> Given instruction 1
In the entries, from the first line through the line that contains "(0, 61), (300, 175)", inclusive, swap "traffic camera frame" for "trail camera frame" and leave everything else unchanged. Leave the pictures out.

★ ★ ★

Posted by Jakub Holý on December 31, 2011

Recommended Readings

  • The Netflix Chaos Monkey – how to test your preparedness for dealing with a system failure so that you won’t experience nasty wakeup when something really fails in Sunday 3 am? Release a wild, armed monkey into your datacenter. Watch carefuly what happens as it randoly kills your instances. This is exactly what Netflix does with their with their cloud infrastructure – also a great inspiration for my recent project. Do you need to be always available? Than consider employing the chaos monkey – or a whole army of monkeys!
    (PS: There is also a post with a picture of the scary monky.)

Links to Keep

  • BDD: Write specifications, not scripts (from the Concordion site) – relatively brief yet very enriching practical description of how to do behavior-driven development a.k.a. Specification by Example right, the key point here being “Write specifications, not scripts.” It says why not (for scripts overspecify -> are brittle, specs should be stable) and how to do it (decouple the stable spec and the volatile system via fixture code, expose minimal stuff to the spec, perhaps evolve a DSL between the fixture and the system). It also lists common “smells” of BDD done wrong. If it still isn’t clear to you, read the Script to Specification Makeover example (or perhaps read it anyway). BTW, Concordion is a new tool for doing BDD based on JUnit and HTML, which was created as a response to the weaknesses of Fit[Nesse], i.e. exactly the tendency to do scripting instead of specifications. It looks very promissing to me!

SW Utilities

  • (Linux/Mac) Autojump – superfast navigation between favorite directories in the command line (via Jake McCrary) – it keeps track of how much time you spend in each directory and when you execute j <substring of directory path/name>, it jumps into the most frequently used one matching the substring. It awesome! (You can also run jumpstat to see the statistics.)

★ ★ ★

> Given instruction 2
According to the blog post, what is Concordion based on?

> Supplied material
★ ★ ★

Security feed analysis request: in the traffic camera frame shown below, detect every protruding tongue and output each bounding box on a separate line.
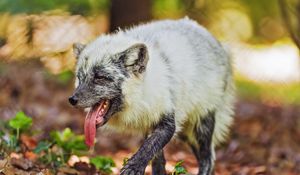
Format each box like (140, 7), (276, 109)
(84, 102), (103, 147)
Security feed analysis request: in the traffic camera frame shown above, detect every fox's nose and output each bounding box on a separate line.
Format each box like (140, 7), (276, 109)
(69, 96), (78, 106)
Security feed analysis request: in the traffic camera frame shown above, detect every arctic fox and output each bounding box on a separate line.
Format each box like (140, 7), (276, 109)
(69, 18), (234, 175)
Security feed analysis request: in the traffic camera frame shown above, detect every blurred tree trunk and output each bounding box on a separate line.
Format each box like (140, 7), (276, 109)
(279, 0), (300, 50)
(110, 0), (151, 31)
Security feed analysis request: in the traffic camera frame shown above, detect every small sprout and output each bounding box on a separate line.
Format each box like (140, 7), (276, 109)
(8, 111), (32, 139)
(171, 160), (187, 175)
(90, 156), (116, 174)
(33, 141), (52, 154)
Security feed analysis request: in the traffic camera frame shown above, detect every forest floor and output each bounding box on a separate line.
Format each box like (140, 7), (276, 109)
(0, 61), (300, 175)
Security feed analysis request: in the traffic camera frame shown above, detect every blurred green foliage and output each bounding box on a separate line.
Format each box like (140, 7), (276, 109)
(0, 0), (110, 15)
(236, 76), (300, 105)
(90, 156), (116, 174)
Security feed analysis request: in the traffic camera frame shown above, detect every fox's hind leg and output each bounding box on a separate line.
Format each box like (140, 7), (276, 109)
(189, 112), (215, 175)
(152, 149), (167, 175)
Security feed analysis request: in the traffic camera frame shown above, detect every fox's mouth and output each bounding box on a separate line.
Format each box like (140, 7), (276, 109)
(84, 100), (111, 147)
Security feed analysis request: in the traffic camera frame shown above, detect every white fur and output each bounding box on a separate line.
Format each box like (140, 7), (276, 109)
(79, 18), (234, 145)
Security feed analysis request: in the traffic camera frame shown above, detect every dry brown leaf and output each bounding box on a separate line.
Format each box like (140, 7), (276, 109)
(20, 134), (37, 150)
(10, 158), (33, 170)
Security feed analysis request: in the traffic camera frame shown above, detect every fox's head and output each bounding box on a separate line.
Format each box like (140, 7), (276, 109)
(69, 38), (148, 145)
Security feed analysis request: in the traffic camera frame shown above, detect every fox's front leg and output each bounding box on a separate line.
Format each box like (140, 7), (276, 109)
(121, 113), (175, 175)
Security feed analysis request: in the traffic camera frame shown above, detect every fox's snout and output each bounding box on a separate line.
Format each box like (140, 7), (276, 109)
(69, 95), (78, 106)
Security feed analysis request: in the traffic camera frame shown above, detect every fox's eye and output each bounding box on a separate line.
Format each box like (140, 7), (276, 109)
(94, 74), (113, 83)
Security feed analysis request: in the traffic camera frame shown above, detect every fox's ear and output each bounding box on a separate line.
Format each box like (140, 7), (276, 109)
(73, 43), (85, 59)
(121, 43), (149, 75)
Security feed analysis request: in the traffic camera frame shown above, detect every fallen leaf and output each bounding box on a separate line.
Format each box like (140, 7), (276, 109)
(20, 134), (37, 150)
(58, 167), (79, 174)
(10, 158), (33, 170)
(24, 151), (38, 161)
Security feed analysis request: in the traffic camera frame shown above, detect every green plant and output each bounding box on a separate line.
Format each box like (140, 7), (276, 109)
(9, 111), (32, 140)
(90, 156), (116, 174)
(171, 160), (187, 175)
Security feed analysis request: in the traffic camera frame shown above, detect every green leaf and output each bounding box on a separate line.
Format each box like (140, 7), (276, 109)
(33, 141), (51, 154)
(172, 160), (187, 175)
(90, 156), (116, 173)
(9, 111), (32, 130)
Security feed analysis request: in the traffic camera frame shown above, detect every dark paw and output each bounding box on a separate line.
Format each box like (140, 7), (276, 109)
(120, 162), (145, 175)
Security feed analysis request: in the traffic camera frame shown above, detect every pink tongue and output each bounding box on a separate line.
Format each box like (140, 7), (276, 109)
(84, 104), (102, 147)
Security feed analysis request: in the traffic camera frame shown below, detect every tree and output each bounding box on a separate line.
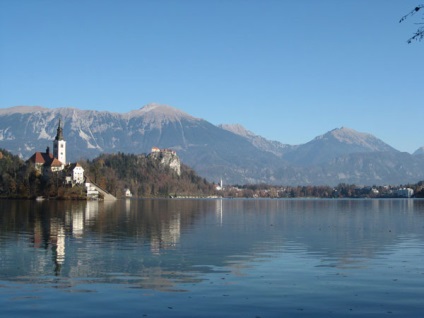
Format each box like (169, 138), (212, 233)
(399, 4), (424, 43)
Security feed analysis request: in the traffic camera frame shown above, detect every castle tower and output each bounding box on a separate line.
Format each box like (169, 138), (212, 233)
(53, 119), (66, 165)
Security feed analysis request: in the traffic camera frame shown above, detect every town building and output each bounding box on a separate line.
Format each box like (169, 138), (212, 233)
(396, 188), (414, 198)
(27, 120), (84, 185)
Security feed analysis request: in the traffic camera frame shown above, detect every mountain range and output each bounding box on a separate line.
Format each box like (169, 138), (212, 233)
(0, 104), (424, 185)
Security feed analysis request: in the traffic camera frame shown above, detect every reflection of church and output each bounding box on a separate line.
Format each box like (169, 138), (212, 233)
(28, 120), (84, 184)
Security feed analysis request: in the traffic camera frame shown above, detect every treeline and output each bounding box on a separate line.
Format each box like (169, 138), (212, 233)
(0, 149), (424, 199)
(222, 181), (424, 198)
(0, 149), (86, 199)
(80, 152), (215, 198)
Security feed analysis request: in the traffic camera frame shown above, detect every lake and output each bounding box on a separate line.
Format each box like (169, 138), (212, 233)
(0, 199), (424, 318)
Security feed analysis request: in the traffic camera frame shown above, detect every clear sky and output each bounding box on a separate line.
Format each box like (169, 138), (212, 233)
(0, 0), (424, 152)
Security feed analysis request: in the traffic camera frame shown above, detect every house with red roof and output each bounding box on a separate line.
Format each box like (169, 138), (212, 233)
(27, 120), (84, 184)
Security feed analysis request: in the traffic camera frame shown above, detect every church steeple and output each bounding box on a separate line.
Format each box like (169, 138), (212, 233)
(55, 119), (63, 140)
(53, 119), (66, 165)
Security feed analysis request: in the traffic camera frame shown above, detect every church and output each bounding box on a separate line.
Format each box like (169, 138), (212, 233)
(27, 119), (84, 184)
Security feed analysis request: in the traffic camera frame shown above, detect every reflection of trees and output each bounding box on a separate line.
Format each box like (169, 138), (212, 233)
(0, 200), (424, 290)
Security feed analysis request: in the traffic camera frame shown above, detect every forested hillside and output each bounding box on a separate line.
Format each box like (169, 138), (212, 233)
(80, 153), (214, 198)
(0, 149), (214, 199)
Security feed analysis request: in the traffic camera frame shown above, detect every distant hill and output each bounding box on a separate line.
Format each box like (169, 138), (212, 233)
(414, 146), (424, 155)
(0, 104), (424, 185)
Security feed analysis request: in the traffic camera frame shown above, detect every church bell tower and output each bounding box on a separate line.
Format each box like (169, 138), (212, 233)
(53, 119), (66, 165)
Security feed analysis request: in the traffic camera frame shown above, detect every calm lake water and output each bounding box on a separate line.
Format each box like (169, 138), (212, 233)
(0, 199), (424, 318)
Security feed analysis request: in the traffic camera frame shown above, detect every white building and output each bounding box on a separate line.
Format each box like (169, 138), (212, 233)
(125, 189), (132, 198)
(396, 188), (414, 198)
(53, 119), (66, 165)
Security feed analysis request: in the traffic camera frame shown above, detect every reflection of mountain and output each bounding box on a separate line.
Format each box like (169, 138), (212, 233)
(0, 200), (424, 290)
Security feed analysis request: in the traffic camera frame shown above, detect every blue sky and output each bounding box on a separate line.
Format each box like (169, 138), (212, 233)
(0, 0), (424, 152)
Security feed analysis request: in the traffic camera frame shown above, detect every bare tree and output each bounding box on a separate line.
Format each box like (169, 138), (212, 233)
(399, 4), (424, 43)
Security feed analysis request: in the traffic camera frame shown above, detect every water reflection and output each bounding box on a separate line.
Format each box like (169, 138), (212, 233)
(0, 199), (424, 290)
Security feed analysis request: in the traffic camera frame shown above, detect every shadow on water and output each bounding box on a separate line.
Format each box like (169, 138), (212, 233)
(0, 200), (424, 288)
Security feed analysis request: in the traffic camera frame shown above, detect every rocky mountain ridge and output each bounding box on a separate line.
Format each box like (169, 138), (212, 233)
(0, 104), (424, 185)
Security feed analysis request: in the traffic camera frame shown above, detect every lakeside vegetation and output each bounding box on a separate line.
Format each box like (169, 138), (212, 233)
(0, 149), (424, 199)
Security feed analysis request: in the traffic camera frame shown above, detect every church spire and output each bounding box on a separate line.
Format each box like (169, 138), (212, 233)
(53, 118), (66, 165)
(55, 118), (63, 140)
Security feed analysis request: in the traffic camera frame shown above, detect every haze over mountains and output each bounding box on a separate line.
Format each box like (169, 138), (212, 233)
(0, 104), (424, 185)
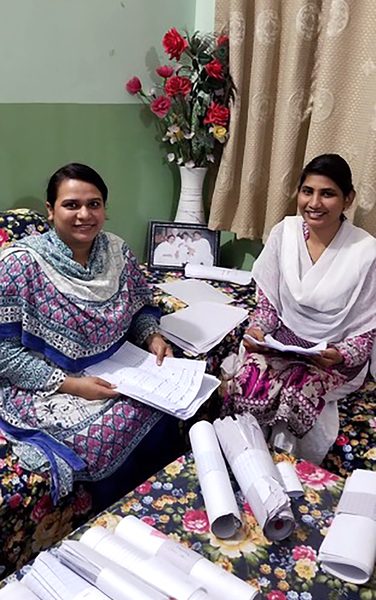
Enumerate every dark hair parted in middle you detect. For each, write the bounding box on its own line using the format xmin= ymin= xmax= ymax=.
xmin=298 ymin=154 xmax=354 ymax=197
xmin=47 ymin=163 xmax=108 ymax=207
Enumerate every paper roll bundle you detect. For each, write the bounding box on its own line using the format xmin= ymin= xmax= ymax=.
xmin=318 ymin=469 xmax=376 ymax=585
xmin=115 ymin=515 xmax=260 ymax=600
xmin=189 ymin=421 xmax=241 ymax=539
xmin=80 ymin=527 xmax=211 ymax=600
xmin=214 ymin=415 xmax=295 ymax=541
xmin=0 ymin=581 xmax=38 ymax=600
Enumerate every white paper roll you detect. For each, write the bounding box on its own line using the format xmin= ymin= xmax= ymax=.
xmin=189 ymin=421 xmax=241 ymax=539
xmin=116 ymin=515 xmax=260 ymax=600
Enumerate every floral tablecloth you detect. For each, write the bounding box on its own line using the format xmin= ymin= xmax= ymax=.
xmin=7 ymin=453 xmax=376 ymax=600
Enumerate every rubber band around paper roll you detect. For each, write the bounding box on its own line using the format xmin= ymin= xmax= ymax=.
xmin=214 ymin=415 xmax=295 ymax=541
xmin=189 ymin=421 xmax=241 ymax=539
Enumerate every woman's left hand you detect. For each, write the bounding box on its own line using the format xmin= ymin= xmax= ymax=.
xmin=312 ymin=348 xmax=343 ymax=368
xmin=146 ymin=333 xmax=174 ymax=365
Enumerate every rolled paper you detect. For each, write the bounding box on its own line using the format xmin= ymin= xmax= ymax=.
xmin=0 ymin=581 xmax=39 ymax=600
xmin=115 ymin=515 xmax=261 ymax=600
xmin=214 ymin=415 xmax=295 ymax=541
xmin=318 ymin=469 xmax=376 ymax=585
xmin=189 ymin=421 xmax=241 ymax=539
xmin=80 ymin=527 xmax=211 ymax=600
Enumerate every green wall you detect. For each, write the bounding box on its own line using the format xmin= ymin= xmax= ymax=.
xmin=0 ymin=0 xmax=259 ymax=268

★ ★ ★

> Exercise result 1
Security feed analysis request: in the trail camera frame shown below, detect every protruding tongue and output each bounding box on a separate line.
Format each box like (140, 7), (276, 109)
(84, 102), (103, 147)
Security feed analysis request: in the trail camera frame shown above, detect every fox's nose and output each bounding box on a separate line.
Format each box like (140, 7), (276, 109)
(69, 96), (78, 106)
Security feed analysis request: in the trail camera frame shown above, detect every arctic fox and output each bounding box on a separate line.
Format each box like (140, 7), (276, 109)
(69, 18), (234, 175)
Security feed analysis request: in the trail camera frame shown above, detect every blurred tree trunk and output each bounding box on a separate line.
Format each box like (140, 7), (276, 109)
(279, 0), (300, 50)
(110, 0), (151, 31)
Security feed analysis request: in the trail camera frame shown above, detect every small sprout and output each bounding box on a separate line.
Format each box like (140, 7), (276, 109)
(8, 111), (32, 139)
(171, 160), (187, 175)
(90, 156), (116, 174)
(33, 141), (52, 154)
Security feed analysis request: in the trail camera frame shown above, detect every forest floor and output each bounding box on a separate line.
Format each box like (140, 7), (276, 109)
(0, 61), (300, 175)

> Exercise result 2
JUnit and HTML.